[[ Supplied material, beginning ]]

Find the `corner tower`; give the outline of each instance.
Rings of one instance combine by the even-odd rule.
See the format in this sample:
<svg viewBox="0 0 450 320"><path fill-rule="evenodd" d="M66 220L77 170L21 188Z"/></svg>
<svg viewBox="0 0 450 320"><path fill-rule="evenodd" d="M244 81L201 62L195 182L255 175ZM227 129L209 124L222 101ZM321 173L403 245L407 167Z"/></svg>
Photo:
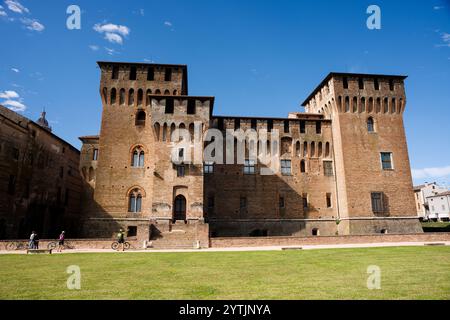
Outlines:
<svg viewBox="0 0 450 320"><path fill-rule="evenodd" d="M332 120L343 234L422 232L403 125L405 79L330 73L302 104Z"/></svg>

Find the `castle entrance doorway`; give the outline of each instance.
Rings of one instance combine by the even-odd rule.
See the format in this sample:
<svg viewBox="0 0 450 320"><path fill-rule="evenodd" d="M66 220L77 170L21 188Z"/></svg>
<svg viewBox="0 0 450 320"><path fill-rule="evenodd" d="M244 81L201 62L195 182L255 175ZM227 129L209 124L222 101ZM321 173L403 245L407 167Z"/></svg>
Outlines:
<svg viewBox="0 0 450 320"><path fill-rule="evenodd" d="M186 198L183 195L176 196L173 208L173 222L186 221Z"/></svg>

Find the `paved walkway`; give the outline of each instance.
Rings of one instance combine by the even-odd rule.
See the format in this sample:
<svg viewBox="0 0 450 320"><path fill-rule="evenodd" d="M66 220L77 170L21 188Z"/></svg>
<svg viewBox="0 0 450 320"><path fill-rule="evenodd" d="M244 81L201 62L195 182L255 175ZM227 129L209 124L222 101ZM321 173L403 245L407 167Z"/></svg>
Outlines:
<svg viewBox="0 0 450 320"><path fill-rule="evenodd" d="M232 248L208 248L208 249L147 249L147 250L127 250L118 253L154 253L154 252L232 252L232 251L280 251L280 250L317 250L317 249L345 249L345 248L379 248L379 247L406 247L406 246L450 246L450 241L437 242L382 242L382 243L356 243L356 244L331 244L331 245L298 245L298 246L266 246L266 247L232 247ZM74 249L65 250L63 254L70 253L108 253L117 252L112 249ZM5 251L0 250L0 254L26 254L26 251ZM53 254L61 254L56 251Z"/></svg>

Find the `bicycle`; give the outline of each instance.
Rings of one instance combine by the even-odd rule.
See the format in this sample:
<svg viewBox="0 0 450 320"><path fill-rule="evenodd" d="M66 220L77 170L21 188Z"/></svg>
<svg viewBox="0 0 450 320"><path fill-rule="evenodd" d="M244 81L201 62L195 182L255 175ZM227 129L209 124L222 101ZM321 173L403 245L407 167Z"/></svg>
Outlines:
<svg viewBox="0 0 450 320"><path fill-rule="evenodd" d="M52 241L49 242L47 245L47 249L48 250L54 250L56 248L58 248L59 246L59 240L58 241ZM64 241L64 249L75 249L75 246L73 246L70 242L68 241Z"/></svg>
<svg viewBox="0 0 450 320"><path fill-rule="evenodd" d="M6 245L6 250L8 251L14 251L14 250L27 250L28 249L28 243L27 242L9 242Z"/></svg>
<svg viewBox="0 0 450 320"><path fill-rule="evenodd" d="M118 242L118 241L114 241L112 244L111 244L111 249L113 249L113 250L116 250L116 251L119 251L119 247L120 247L120 243ZM129 242L124 242L123 243L123 249L124 250L128 250L128 249L130 249L130 247L131 247L131 244L129 243Z"/></svg>

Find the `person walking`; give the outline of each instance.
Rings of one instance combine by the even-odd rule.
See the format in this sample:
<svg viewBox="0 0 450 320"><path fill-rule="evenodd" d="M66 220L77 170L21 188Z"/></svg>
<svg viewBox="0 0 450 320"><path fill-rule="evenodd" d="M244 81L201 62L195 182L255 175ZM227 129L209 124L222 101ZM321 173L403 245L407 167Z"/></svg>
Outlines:
<svg viewBox="0 0 450 320"><path fill-rule="evenodd" d="M34 234L34 249L39 250L39 235L37 233Z"/></svg>
<svg viewBox="0 0 450 320"><path fill-rule="evenodd" d="M117 234L117 242L119 243L120 251L124 251L125 233L123 232L123 229L120 229Z"/></svg>
<svg viewBox="0 0 450 320"><path fill-rule="evenodd" d="M63 231L59 235L58 249L56 250L57 252L62 252L63 251L65 238L66 238L66 232Z"/></svg>
<svg viewBox="0 0 450 320"><path fill-rule="evenodd" d="M28 248L33 250L35 248L35 238L36 238L36 231L31 232L30 235L30 242L28 242Z"/></svg>

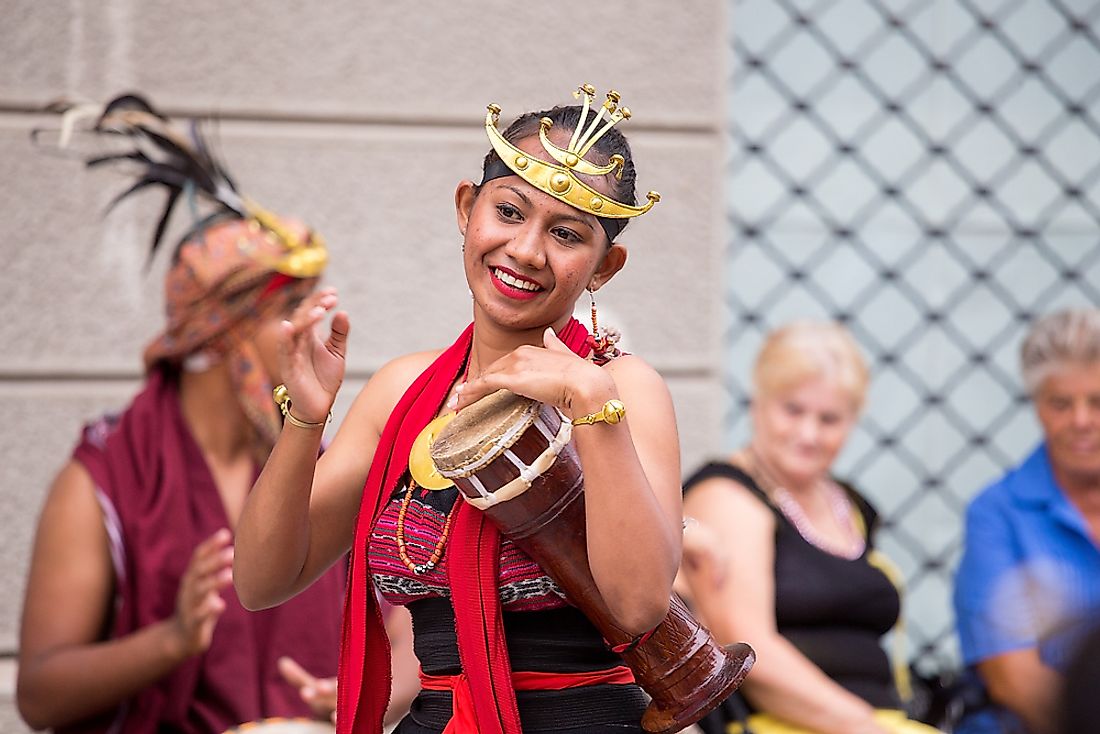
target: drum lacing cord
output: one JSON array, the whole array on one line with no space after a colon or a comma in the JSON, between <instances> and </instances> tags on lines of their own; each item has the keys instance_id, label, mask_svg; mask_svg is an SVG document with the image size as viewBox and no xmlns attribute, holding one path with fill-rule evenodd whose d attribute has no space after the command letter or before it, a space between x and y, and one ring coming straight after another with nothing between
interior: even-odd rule
<instances>
[{"instance_id":1,"label":"drum lacing cord","mask_svg":"<svg viewBox=\"0 0 1100 734\"><path fill-rule=\"evenodd\" d=\"M657 628L654 627L648 632L643 632L629 642L624 642L621 645L612 645L607 640L604 640L604 644L607 645L608 649L611 650L611 652L615 653L616 655L622 655L624 652L634 652L634 650L637 649L638 645L644 644L646 640L652 637L653 633L656 631Z\"/></svg>"}]
</instances>

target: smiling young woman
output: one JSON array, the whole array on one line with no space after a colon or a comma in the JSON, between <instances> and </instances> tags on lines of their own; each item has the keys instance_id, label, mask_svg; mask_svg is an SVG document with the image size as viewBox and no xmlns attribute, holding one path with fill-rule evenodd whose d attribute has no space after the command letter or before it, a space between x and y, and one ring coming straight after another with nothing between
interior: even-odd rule
<instances>
[{"instance_id":1,"label":"smiling young woman","mask_svg":"<svg viewBox=\"0 0 1100 734\"><path fill-rule=\"evenodd\" d=\"M461 681L453 690L434 683L422 690L397 731L511 733L521 721L528 732L641 731L646 697L622 678L621 658L592 624L530 557L480 529L455 488L426 491L408 469L410 448L430 421L501 388L568 419L591 418L572 440L585 477L592 576L622 629L643 635L664 618L681 534L672 401L643 360L608 360L613 350L572 318L584 291L601 288L626 263L617 241L626 221L659 197L635 205L633 159L615 128L629 112L614 92L602 108L591 105L593 95L581 87L581 105L528 113L504 133L490 106L493 147L481 183L462 181L455 190L473 322L450 347L380 369L320 460L320 425L343 378L349 319L336 313L327 339L315 334L337 304L326 293L307 299L284 325L282 373L296 420L249 496L234 582L246 605L272 606L351 549L340 732L381 726L389 676L379 596L411 612L425 680ZM617 404L625 420L592 418ZM623 538L638 539L630 553L622 552ZM471 568L449 565L456 546L496 569L499 593L487 607L459 601L476 579ZM507 639L504 659L472 649L461 633L471 620ZM511 673L554 683L517 691Z\"/></svg>"}]
</instances>

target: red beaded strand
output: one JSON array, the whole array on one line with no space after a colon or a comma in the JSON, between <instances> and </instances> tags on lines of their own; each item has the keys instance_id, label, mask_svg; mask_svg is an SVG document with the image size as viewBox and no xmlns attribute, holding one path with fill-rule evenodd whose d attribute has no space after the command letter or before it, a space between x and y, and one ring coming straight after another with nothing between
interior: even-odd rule
<instances>
[{"instance_id":1,"label":"red beaded strand","mask_svg":"<svg viewBox=\"0 0 1100 734\"><path fill-rule=\"evenodd\" d=\"M412 502L415 489L416 482L412 480L412 477L409 477L409 488L401 500L401 508L397 511L397 555L401 558L401 562L405 564L405 568L420 576L435 568L436 564L439 563L439 559L443 557L443 550L447 545L447 536L451 533L451 520L454 518L455 509L458 507L458 498L455 498L451 511L447 513L447 521L443 523L443 532L439 536L439 542L435 544L435 550L428 557L428 562L413 563L412 559L409 558L409 552L405 545L405 513L409 510L409 504Z\"/></svg>"}]
</instances>

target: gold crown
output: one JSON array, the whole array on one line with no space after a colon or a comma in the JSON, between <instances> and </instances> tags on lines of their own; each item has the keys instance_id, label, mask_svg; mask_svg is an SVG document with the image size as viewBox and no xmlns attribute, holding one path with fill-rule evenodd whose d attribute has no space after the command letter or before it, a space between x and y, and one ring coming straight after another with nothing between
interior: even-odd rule
<instances>
[{"instance_id":1,"label":"gold crown","mask_svg":"<svg viewBox=\"0 0 1100 734\"><path fill-rule=\"evenodd\" d=\"M622 120L630 118L630 110L619 106L619 93L612 90L607 93L607 101L594 111L592 120L589 121L588 112L595 95L596 89L591 84L583 84L573 92L574 97L583 96L584 102L581 118L577 122L577 129L573 131L573 137L569 140L568 148L559 148L550 142L546 133L553 122L549 118L544 117L540 121L539 140L542 142L542 147L559 165L532 158L508 142L497 130L497 120L500 118L498 105L489 105L489 112L485 116L485 132L489 135L493 150L508 168L527 183L540 191L545 191L555 199L564 201L581 211L608 219L627 219L645 214L661 200L661 195L656 191L646 194L649 201L644 205L633 206L610 199L577 178L578 173L589 176L614 173L616 178L622 177L625 161L621 155L611 156L607 165L603 166L585 160L584 157L608 130ZM604 113L607 113L606 120L604 120ZM604 123L603 127L600 127L601 122Z\"/></svg>"},{"instance_id":2,"label":"gold crown","mask_svg":"<svg viewBox=\"0 0 1100 734\"><path fill-rule=\"evenodd\" d=\"M249 219L262 228L269 238L274 238L283 248L283 252L274 257L265 258L265 264L277 273L293 278L316 278L328 264L328 250L325 238L313 232L301 237L283 224L275 214L255 202L246 200L244 208Z\"/></svg>"}]
</instances>

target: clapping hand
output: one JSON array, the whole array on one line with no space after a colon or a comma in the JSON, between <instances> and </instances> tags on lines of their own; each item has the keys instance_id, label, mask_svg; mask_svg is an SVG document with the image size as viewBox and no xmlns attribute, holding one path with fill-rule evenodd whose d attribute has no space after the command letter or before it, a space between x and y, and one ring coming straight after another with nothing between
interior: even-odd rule
<instances>
[{"instance_id":1,"label":"clapping hand","mask_svg":"<svg viewBox=\"0 0 1100 734\"><path fill-rule=\"evenodd\" d=\"M232 535L222 528L195 547L176 593L173 629L185 657L210 647L225 611L221 591L233 582Z\"/></svg>"},{"instance_id":2,"label":"clapping hand","mask_svg":"<svg viewBox=\"0 0 1100 734\"><path fill-rule=\"evenodd\" d=\"M298 689L298 695L309 704L317 716L336 723L336 679L317 678L293 658L279 658L279 672L283 679Z\"/></svg>"},{"instance_id":3,"label":"clapping hand","mask_svg":"<svg viewBox=\"0 0 1100 734\"><path fill-rule=\"evenodd\" d=\"M335 288L325 288L305 298L282 323L279 338L279 370L292 401L291 414L307 423L323 423L344 380L347 357L348 315L332 317L328 338L317 333L321 320L336 308Z\"/></svg>"}]
</instances>

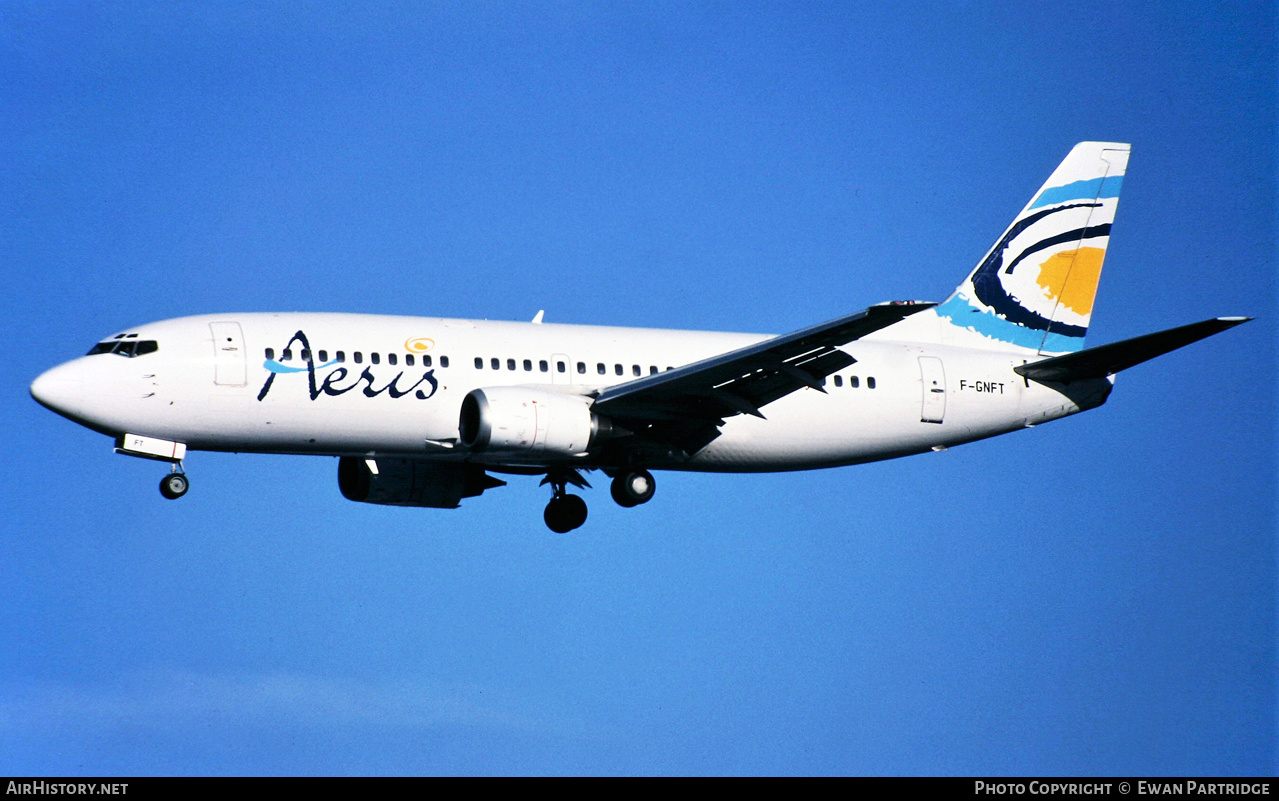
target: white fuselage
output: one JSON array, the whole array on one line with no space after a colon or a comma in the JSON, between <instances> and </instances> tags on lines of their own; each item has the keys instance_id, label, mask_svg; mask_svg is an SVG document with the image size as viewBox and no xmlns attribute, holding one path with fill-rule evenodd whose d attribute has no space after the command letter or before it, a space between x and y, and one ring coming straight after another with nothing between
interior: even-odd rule
<instances>
[{"instance_id":1,"label":"white fuselage","mask_svg":"<svg viewBox=\"0 0 1279 801\"><path fill-rule=\"evenodd\" d=\"M471 390L536 386L591 395L768 338L308 313L184 317L120 336L157 347L131 358L75 359L41 376L33 393L38 388L46 405L103 433L194 450L468 459L497 467L529 462L450 446ZM730 417L721 436L692 456L647 466L750 472L904 456L1092 408L1111 386L1026 381L1013 368L1035 361L1033 354L894 339L893 328L842 349L856 363L828 377L825 392L787 395L763 408L767 419ZM574 463L597 466L589 454Z\"/></svg>"}]
</instances>

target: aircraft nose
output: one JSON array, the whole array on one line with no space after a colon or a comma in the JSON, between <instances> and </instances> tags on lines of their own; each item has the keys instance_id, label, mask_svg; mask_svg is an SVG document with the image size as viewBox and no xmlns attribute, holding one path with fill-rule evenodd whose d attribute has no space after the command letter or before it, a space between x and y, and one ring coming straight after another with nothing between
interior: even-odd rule
<instances>
[{"instance_id":1,"label":"aircraft nose","mask_svg":"<svg viewBox=\"0 0 1279 801\"><path fill-rule=\"evenodd\" d=\"M76 360L41 373L31 382L31 397L59 414L74 413L84 399L84 365Z\"/></svg>"}]
</instances>

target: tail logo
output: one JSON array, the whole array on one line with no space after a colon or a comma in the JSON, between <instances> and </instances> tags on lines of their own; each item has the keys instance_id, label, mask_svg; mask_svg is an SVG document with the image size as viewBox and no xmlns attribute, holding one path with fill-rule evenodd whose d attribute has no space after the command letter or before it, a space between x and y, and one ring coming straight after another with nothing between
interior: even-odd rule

[[ Supplied material, end ]]

The expected answer is every line in the data above that carries the string "give".

▶ Exercise answer:
Find the `corner tower`; give the outline of each instance.
Find the `castle entrance doorway`; give the outline of each instance.
Find the `paved walkway`; give the outline of each instance.
Find the `bicycle`; give the outline of each instance.
Find the `person walking`; give the outline of each instance.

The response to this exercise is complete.